>> START Raw data

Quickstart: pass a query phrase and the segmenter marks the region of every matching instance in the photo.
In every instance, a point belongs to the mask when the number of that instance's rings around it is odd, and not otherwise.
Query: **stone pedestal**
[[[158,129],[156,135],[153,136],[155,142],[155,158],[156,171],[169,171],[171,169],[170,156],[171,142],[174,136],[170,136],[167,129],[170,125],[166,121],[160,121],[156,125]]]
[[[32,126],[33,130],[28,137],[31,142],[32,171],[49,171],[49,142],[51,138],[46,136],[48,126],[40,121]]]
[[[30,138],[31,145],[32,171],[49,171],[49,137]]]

>> END Raw data

Pick out each line of the records that contains the word "every" and copy those lines in full.

Quickstart: pass a query phrase and the segmenter marks the region of every matching instance in the photo.
In every instance, a point belongs to the mask when the number of that instance's rings around it is odd, and not otherwise.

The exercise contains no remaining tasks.